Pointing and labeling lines
:::::

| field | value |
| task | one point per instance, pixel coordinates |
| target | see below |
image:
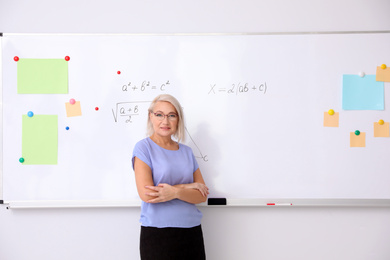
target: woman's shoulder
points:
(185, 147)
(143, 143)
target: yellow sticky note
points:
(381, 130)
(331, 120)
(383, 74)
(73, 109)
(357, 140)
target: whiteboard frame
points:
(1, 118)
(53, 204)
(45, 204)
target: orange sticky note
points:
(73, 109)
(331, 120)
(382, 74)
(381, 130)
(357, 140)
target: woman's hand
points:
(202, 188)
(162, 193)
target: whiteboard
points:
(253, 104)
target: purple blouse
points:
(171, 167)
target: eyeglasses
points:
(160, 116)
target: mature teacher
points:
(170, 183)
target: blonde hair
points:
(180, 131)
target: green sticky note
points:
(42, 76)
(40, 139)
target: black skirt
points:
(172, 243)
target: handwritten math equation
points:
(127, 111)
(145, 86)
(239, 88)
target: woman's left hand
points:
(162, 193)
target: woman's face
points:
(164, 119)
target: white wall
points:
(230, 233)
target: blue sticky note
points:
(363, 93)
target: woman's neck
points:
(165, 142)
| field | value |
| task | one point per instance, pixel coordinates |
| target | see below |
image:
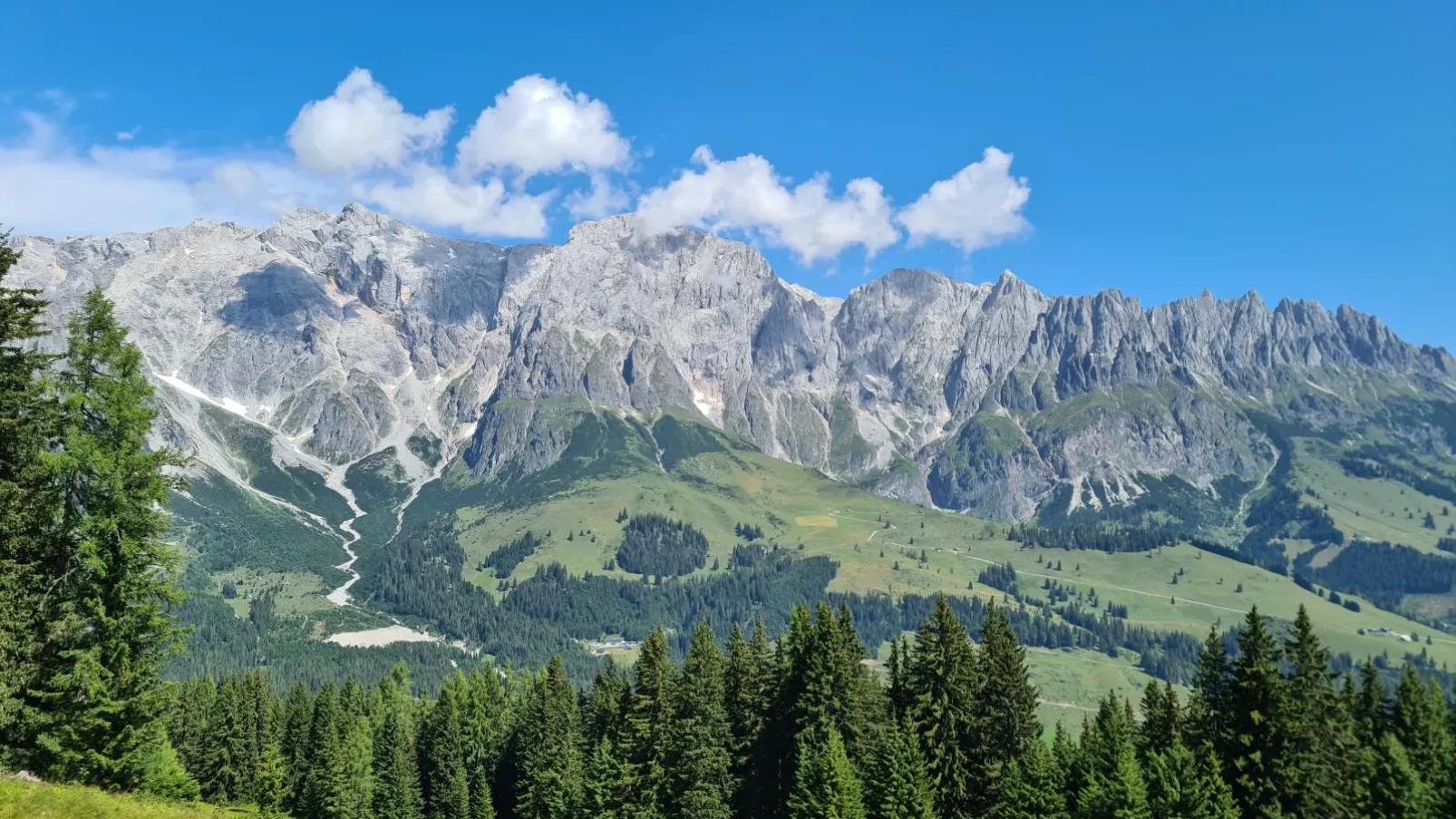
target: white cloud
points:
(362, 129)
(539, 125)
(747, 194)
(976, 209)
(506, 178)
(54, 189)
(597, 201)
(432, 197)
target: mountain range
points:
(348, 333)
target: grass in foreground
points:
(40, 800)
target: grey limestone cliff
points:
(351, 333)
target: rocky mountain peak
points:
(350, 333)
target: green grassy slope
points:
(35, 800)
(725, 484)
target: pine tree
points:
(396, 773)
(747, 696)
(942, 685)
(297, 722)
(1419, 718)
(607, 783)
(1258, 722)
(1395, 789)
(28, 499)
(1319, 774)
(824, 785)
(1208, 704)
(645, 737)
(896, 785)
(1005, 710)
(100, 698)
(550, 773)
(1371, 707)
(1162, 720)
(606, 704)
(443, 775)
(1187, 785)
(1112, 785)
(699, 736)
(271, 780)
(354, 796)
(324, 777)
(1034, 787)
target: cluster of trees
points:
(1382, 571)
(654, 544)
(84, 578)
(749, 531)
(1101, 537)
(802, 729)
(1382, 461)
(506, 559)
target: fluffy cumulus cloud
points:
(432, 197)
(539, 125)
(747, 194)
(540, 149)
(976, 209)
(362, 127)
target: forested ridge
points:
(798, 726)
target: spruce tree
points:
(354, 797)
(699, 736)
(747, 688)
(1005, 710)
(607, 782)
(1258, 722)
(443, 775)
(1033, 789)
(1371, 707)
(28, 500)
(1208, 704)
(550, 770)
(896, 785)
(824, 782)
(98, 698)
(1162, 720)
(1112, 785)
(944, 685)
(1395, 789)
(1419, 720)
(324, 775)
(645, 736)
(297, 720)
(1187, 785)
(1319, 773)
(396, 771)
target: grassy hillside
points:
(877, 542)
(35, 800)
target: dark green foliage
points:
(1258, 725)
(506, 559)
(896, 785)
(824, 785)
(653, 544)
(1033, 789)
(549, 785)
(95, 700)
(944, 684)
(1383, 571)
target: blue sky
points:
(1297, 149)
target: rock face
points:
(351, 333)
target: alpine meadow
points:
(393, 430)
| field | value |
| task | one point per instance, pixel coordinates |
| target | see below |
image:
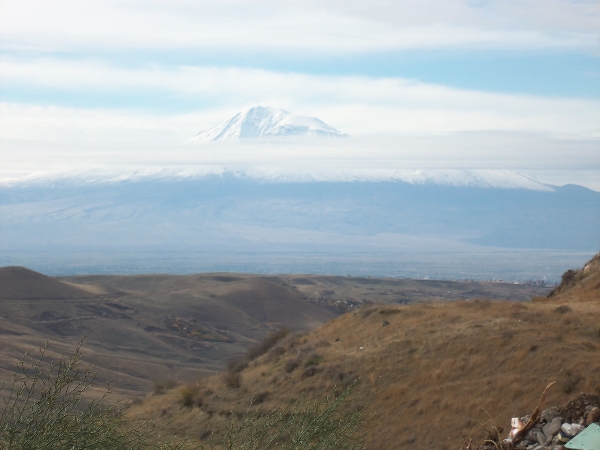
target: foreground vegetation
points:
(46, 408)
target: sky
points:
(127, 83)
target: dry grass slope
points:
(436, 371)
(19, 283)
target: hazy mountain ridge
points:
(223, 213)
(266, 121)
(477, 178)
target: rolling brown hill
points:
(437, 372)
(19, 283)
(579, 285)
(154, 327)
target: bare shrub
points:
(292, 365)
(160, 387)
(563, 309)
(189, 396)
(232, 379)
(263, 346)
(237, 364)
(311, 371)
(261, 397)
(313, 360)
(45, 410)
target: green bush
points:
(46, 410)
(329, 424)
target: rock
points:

:::::

## Do this
Edit the lines from the one containing "target: alpine meadow" through the last line by replacing "bare shrub" with "leafless shrub" and leaving everything else unchanged. Leave the pictures out of your answer.

## Finished task
target: alpine meadow
points:
(393, 430)
| field | value |
| task | one point per instance, pixel coordinates |
| target | see below |
image:
target: foreground vegetation
points:
(46, 408)
target: sky
points:
(127, 83)
target: dry grass slope
points:
(436, 371)
(19, 283)
target: hazy mountain ridge
points:
(223, 213)
(266, 121)
(477, 178)
target: rolling brown hill
points:
(437, 372)
(19, 283)
(579, 285)
(154, 327)
target: leafless shrub
points:
(292, 365)
(160, 387)
(563, 309)
(189, 396)
(232, 379)
(263, 346)
(237, 364)
(311, 371)
(261, 397)
(313, 360)
(45, 410)
target: green bush
points:
(46, 410)
(329, 424)
target: rock
points:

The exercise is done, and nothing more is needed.